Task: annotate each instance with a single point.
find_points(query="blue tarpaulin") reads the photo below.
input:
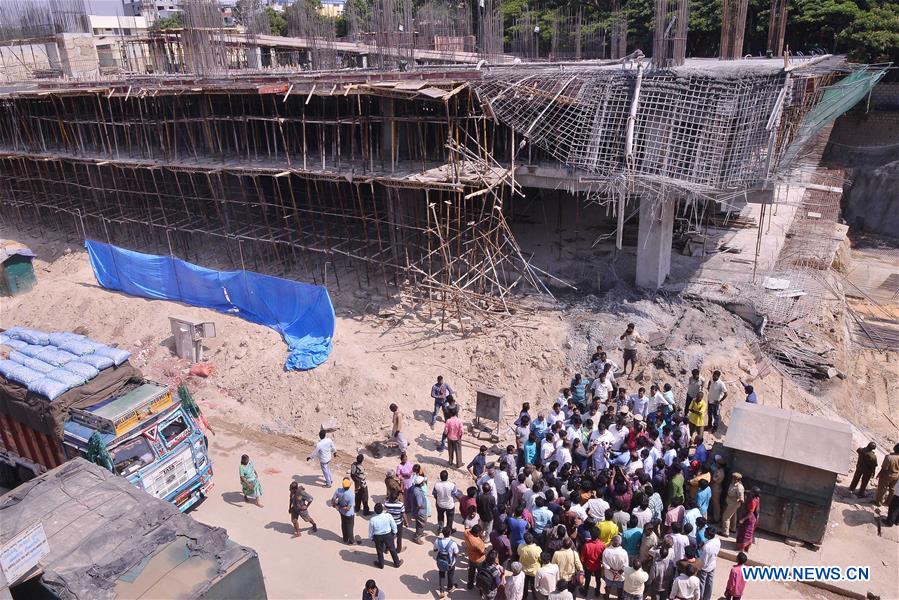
(300, 312)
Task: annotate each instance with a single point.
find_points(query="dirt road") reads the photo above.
(319, 565)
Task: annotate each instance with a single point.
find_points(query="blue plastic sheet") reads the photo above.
(300, 312)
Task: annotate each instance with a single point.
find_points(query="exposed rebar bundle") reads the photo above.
(306, 22)
(202, 39)
(490, 28)
(42, 18)
(777, 27)
(619, 30)
(733, 28)
(444, 26)
(671, 20)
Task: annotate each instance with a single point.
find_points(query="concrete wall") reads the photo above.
(78, 55)
(871, 203)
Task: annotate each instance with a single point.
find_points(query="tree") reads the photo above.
(277, 22)
(874, 35)
(175, 21)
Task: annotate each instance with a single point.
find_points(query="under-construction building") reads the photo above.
(409, 176)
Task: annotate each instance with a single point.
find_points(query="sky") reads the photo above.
(104, 7)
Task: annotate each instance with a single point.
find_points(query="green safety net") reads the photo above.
(188, 402)
(97, 452)
(836, 100)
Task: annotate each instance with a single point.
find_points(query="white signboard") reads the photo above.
(20, 554)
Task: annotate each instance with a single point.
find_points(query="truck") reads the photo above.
(80, 532)
(138, 429)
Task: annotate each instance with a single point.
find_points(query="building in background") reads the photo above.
(333, 8)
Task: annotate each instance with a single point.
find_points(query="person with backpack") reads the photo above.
(299, 507)
(447, 551)
(475, 548)
(489, 576)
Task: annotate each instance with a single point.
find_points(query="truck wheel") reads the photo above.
(24, 474)
(7, 476)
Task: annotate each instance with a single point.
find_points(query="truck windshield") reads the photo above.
(131, 456)
(173, 429)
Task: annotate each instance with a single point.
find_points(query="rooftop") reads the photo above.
(791, 436)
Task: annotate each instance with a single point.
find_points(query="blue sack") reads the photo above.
(97, 361)
(67, 377)
(50, 388)
(31, 336)
(117, 355)
(31, 363)
(54, 357)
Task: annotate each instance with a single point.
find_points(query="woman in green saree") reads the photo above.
(249, 482)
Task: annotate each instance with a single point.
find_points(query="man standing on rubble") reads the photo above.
(865, 467)
(717, 395)
(439, 392)
(396, 431)
(324, 451)
(629, 340)
(694, 386)
(888, 476)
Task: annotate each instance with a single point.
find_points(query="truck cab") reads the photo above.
(152, 441)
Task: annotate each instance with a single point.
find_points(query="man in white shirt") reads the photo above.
(686, 585)
(679, 542)
(555, 414)
(324, 451)
(708, 560)
(629, 340)
(547, 576)
(717, 395)
(514, 587)
(604, 440)
(445, 494)
(488, 478)
(694, 386)
(501, 484)
(596, 509)
(600, 388)
(639, 403)
(563, 454)
(619, 431)
(614, 562)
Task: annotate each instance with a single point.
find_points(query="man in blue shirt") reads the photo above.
(542, 516)
(517, 528)
(632, 537)
(381, 530)
(750, 393)
(703, 497)
(478, 463)
(343, 500)
(539, 425)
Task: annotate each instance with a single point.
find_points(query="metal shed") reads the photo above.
(794, 459)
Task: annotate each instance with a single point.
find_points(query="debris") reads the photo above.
(202, 370)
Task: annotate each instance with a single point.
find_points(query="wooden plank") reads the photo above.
(272, 88)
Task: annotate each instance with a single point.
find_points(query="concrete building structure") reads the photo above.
(794, 459)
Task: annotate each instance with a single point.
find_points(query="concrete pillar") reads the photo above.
(78, 54)
(654, 238)
(254, 58)
(53, 60)
(388, 140)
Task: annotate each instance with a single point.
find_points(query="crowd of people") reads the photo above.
(610, 489)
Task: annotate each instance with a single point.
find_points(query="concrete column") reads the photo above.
(254, 58)
(654, 239)
(78, 54)
(388, 140)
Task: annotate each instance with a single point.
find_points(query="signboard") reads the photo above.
(22, 553)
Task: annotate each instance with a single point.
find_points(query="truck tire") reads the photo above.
(24, 474)
(7, 476)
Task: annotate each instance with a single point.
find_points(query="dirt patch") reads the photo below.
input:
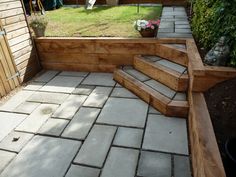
(221, 102)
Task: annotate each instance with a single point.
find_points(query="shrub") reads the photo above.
(213, 19)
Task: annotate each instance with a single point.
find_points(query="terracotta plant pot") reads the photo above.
(148, 33)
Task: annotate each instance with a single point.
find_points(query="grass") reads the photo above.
(100, 22)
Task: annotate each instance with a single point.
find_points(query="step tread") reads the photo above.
(178, 46)
(155, 85)
(136, 74)
(166, 63)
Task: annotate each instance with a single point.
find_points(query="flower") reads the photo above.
(140, 25)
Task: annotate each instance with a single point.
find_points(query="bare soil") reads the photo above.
(221, 102)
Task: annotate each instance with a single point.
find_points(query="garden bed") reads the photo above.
(222, 105)
(101, 21)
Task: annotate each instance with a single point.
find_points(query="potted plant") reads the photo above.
(39, 25)
(147, 28)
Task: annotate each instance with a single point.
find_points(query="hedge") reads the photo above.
(213, 19)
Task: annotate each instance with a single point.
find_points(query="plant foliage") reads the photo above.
(213, 19)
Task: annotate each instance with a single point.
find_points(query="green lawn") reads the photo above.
(101, 21)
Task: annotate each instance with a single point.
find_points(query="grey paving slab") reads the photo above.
(163, 19)
(34, 86)
(47, 76)
(120, 163)
(6, 158)
(179, 46)
(15, 141)
(151, 58)
(83, 89)
(96, 146)
(166, 30)
(138, 75)
(81, 123)
(166, 134)
(118, 85)
(153, 111)
(45, 97)
(168, 8)
(122, 92)
(122, 111)
(182, 166)
(26, 107)
(180, 96)
(179, 8)
(62, 84)
(75, 74)
(16, 100)
(69, 107)
(179, 18)
(53, 127)
(166, 25)
(38, 117)
(172, 65)
(182, 26)
(163, 89)
(128, 137)
(102, 79)
(82, 171)
(168, 16)
(8, 121)
(154, 164)
(174, 35)
(98, 97)
(183, 22)
(43, 157)
(184, 30)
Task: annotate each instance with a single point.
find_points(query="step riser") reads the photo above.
(175, 55)
(150, 96)
(161, 74)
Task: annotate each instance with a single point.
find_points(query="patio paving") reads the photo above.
(89, 127)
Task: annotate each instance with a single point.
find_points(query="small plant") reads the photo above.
(141, 25)
(39, 25)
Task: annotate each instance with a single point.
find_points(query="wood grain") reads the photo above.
(162, 74)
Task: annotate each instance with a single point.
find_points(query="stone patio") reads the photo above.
(77, 124)
(174, 23)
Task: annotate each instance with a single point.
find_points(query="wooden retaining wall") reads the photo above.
(95, 54)
(105, 54)
(14, 22)
(101, 2)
────────────────────
* _Stated exercise_:
Copy each line exactly, and leave the pictures out of your copy.

* _Answer_:
Task: annotate each instance with a single point.
find_points(query="blue tarpaulin") reads the photo below.
input:
(300, 312)
Task: annotate each instance with a single point.
find_points(query="dirt road") reads the photo above.
(319, 565)
Task: annotate each instance with a single point.
find_points(query="blue plastic sheet") reads the photo above.
(300, 312)
Task: annotate each instance with a single point.
find_points(query="exposed rebar bundle") reads the photo above.
(306, 22)
(202, 39)
(490, 28)
(42, 18)
(777, 27)
(619, 30)
(733, 28)
(444, 26)
(671, 20)
Task: annotate each instance with a single point.
find_points(query="concrete wall") reads the photo above.
(78, 55)
(871, 203)
Task: annotate each instance with a single point.
find_points(query="tree") reads the photo above.
(277, 22)
(874, 35)
(175, 21)
Task: annotate each instance with a single point.
find_points(query="under-construction building") reads the photo above.
(409, 176)
Task: annotate each instance with a single point.
find_points(query="sky") reads the photo above.
(104, 7)
Task: annotate each instance with a single point.
find_points(query="green safety net") reads the photo above.
(188, 402)
(97, 452)
(836, 100)
Task: annotate each instance with a single point.
find_points(query="white signboard") reads the photo above.
(20, 554)
Task: annotate each instance with a single point.
find_points(query="truck") reads the photo above.
(80, 532)
(138, 429)
Task: annotate each instance with a single point.
find_points(query="building in background") reads the photo above.
(333, 8)
Task: annotate each instance with a single point.
find_points(query="person with backpack") reads the photo above.
(299, 507)
(447, 551)
(475, 548)
(489, 576)
Task: annotate each instance with a single point.
find_points(query="truck wheel") reads the photo above.
(24, 474)
(7, 476)
Task: annotate each instance with a single point.
find_points(query="truck windshield") reads the photo above.
(131, 456)
(173, 429)
Task: annotate each instance with a single point.
find_points(query="rooftop") reads the photo above.
(791, 436)
Task: annotate each instance with a single point.
find_points(query="blue sack") reads the photo above.
(97, 361)
(67, 377)
(50, 388)
(31, 336)
(117, 355)
(31, 363)
(54, 357)
Task: annotate each instance with a single point.
find_points(query="woman in green saree") reads the photo above.
(249, 482)
Task: annotate each instance with a single point.
find_points(query="man standing on rubble") reads the photo above.
(865, 467)
(717, 395)
(439, 392)
(396, 431)
(324, 451)
(629, 340)
(694, 386)
(888, 476)
Task: annotate each instance with a single point.
find_points(query="truck cab") reads the photo above.
(152, 441)
Task: annotate each instance with a single point.
find_points(query="man in white shirt") reads the photo above.
(686, 585)
(679, 542)
(555, 414)
(324, 451)
(708, 560)
(629, 340)
(547, 576)
(717, 395)
(514, 587)
(604, 440)
(445, 494)
(488, 478)
(694, 386)
(501, 484)
(596, 509)
(600, 388)
(639, 403)
(563, 454)
(619, 431)
(614, 562)
Task: annotate each instance with a single point.
find_points(query="man in blue shirt") reads the photo above.
(542, 516)
(517, 528)
(632, 537)
(381, 530)
(750, 393)
(703, 497)
(478, 463)
(343, 500)
(539, 425)
Task: annotate each instance with a single point.
find_points(query="metal shed") reads the photo above.
(794, 459)
Task: annotate each instance with a single point.
find_points(query="debris") reads the photo above.
(202, 370)
Task: annotate each instance with a single point.
find_points(query="wooden plank") reads the photo above.
(272, 88)
Task: annotate each instance with a single point.
find_points(query="concrete building structure") reads the photo above.
(794, 459)
Task: annotate each instance with a single point.
find_points(query="concrete pillar") reads the photo above.
(78, 54)
(654, 238)
(254, 58)
(53, 60)
(388, 140)
Task: annotate each instance with a single point.
find_points(query="crowd of people") reads the photo above.
(610, 489)
Task: annotate each instance with a single point.
find_points(query="concrete column") reads the photo above.
(254, 58)
(654, 239)
(78, 54)
(388, 140)
Task: annotate each instance with a single point.
find_points(query="signboard") reads the photo above.
(22, 553)
Task: annotate each instance with a single point.
find_points(query="truck tire") reads the photo above.
(24, 474)
(7, 476)
Task: annotate each instance with a single point.
find_points(query="dirt patch") reads the photo below.
input:
(221, 102)
Task: annotate each instance with a single point.
find_points(query="shrub") reads the photo above.
(213, 19)
Task: annotate each instance with a single point.
find_points(query="terracotta plant pot") reads the photo above.
(148, 33)
Task: annotate each instance with a single point.
find_points(query="grass") reads the photo above.
(100, 22)
Task: annotate each instance with a single point.
find_points(query="step tread") reads the photo above.
(178, 46)
(155, 85)
(136, 74)
(166, 63)
Task: annotate each instance with a single point.
find_points(query="flower") reads the photo above.
(140, 25)
Task: annotate each instance with a single point.
find_points(query="bare soil") reads the photo above.
(221, 102)
Task: annotate each instance with a single point.
find_points(query="garden bed") reads the photo above.
(222, 105)
(101, 21)
Task: annotate each instance with a single point.
find_points(query="potted plant") reads the photo above.
(39, 25)
(147, 28)
Task: annotate each instance with a single point.
find_points(query="hedge") reads the photo above.
(213, 19)
Task: annotate each instance with a single point.
find_points(query="plant foliage") reads the photo above.
(213, 19)
Task: annotate each instance with a single point.
find_points(query="green lawn") reads the photo above.
(101, 21)
Task: annotate each instance with a single point.
find_points(query="grey paving slab") reads the photo above.
(163, 19)
(34, 86)
(47, 76)
(120, 163)
(6, 158)
(179, 46)
(15, 141)
(151, 58)
(83, 89)
(96, 146)
(166, 30)
(138, 75)
(81, 123)
(166, 134)
(118, 85)
(153, 111)
(45, 97)
(168, 8)
(122, 92)
(122, 111)
(182, 166)
(26, 107)
(180, 96)
(179, 8)
(62, 84)
(75, 74)
(16, 100)
(69, 107)
(179, 18)
(53, 127)
(166, 25)
(38, 117)
(172, 65)
(182, 26)
(163, 89)
(128, 137)
(102, 79)
(82, 171)
(168, 16)
(8, 121)
(154, 164)
(174, 35)
(98, 97)
(183, 22)
(43, 157)
(184, 30)
Task: annotate each instance with a single point.
find_points(query="step riser") reads the photo above.
(175, 55)
(150, 96)
(161, 74)
Task: annotate each instance with a single point.
find_points(query="patio paving") reads the photo above.
(89, 127)
Task: annotate each instance with a single point.
find_points(query="small plant") reads the photo above.
(141, 25)
(39, 25)
Task: annotate each instance with a single point.
find_points(query="wood grain") reads the photo above.
(162, 74)
Task: annotate each instance with a single point.
find_points(query="stone patio") reads the photo above.
(77, 124)
(174, 23)
Task: annotate each instance with a single point.
find_points(query="wooden retaining wall") reads the photo above.
(95, 54)
(105, 54)
(14, 22)
(101, 2)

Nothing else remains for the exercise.